Excerpts from a pointing dataset:
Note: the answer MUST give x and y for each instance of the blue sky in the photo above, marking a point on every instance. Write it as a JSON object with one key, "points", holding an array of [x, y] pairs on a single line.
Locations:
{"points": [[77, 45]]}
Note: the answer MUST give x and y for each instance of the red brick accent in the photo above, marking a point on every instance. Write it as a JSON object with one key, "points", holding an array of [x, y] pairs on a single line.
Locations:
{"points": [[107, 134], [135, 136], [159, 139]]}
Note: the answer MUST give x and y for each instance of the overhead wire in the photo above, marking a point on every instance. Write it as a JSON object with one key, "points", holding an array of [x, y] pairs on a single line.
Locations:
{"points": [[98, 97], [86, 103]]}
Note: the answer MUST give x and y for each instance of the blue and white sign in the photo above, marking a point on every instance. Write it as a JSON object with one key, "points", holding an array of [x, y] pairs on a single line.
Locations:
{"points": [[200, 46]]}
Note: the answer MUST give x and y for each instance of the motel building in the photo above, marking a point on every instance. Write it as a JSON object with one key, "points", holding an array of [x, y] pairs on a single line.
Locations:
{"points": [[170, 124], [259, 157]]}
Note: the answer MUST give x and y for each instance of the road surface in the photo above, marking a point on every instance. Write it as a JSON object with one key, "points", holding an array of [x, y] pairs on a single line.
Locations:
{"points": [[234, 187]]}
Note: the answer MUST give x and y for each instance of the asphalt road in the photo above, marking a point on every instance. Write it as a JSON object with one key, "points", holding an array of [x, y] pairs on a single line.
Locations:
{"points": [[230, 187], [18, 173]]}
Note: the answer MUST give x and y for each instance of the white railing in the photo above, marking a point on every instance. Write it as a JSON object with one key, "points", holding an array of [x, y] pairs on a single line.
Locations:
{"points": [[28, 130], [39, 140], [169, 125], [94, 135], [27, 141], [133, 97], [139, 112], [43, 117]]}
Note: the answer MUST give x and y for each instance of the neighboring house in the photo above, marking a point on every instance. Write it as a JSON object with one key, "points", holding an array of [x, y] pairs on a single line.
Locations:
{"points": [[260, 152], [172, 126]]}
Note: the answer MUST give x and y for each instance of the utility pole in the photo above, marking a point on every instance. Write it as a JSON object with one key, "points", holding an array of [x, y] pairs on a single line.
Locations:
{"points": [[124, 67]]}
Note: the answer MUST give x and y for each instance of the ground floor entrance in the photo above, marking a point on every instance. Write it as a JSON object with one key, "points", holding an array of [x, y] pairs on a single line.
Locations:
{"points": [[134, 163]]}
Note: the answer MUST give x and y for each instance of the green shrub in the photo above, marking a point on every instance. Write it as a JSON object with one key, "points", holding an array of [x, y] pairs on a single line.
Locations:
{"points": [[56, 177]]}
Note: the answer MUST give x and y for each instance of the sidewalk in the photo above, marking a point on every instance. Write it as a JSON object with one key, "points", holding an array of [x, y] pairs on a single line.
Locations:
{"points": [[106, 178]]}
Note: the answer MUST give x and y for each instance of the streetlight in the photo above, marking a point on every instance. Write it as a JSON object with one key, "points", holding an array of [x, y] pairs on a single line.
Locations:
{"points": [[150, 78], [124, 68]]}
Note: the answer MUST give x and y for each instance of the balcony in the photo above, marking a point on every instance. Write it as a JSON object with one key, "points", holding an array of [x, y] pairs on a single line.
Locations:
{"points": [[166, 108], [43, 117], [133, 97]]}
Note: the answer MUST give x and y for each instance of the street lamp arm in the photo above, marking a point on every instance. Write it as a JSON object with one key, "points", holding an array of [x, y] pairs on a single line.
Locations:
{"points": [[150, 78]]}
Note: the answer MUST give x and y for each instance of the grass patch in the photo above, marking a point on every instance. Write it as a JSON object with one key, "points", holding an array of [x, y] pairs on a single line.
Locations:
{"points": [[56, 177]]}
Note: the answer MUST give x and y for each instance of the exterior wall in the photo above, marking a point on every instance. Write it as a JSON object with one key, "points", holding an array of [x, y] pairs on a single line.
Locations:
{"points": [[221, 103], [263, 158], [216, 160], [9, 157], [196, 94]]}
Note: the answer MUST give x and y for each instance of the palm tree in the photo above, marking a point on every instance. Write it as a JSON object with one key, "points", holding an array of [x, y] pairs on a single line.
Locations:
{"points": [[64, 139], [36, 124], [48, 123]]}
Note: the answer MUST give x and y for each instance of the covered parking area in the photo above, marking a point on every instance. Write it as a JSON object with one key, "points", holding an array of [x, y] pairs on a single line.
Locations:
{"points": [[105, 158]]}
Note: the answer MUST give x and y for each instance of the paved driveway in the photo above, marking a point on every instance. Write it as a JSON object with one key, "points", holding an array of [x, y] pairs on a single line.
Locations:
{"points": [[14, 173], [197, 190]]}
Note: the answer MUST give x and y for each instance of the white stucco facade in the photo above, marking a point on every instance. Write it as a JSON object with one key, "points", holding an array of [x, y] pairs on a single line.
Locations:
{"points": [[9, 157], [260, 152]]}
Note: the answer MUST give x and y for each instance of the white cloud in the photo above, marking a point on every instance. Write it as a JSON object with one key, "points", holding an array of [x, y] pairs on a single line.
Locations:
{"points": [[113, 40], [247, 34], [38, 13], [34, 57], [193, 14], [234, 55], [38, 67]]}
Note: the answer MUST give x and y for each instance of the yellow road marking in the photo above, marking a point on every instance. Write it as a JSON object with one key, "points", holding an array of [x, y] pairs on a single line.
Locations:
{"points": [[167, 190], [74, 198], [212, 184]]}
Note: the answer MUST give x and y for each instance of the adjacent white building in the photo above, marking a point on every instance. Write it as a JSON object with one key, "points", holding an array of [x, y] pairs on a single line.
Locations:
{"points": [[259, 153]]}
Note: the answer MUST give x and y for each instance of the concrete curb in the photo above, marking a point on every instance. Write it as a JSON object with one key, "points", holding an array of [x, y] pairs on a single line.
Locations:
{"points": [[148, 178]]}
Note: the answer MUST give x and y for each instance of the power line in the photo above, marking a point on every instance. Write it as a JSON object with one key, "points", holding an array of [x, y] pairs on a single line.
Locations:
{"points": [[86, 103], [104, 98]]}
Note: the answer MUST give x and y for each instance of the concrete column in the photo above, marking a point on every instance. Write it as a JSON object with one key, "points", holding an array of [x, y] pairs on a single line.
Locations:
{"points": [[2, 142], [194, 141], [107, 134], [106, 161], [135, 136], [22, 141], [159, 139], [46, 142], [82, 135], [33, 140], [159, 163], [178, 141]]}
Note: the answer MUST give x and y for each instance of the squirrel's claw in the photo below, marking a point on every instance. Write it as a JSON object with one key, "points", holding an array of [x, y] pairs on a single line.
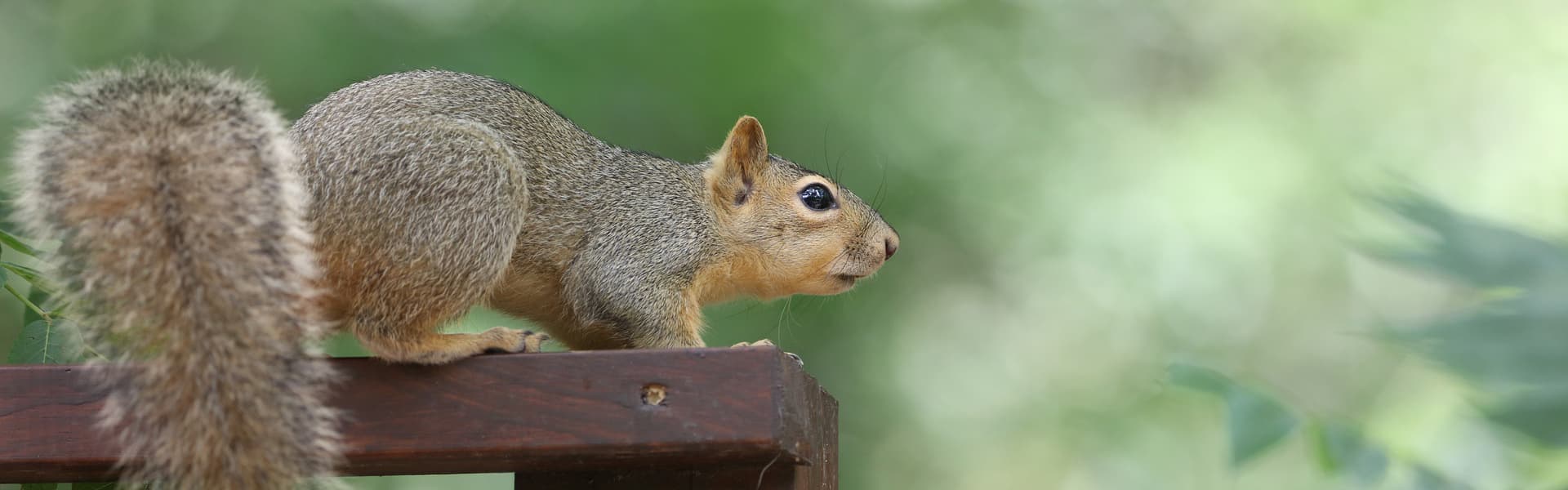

• Task objective:
Which lines in the entries above contain the string "wire"? Return every such line in full.

• Answer to the task:
Note: the answer MUST give x and y for each instance of the overhead wire in the photo above, marking a point on every instance. Write it as a JSON object with one key, "points", holding an array of [x, y] pairs on a single line.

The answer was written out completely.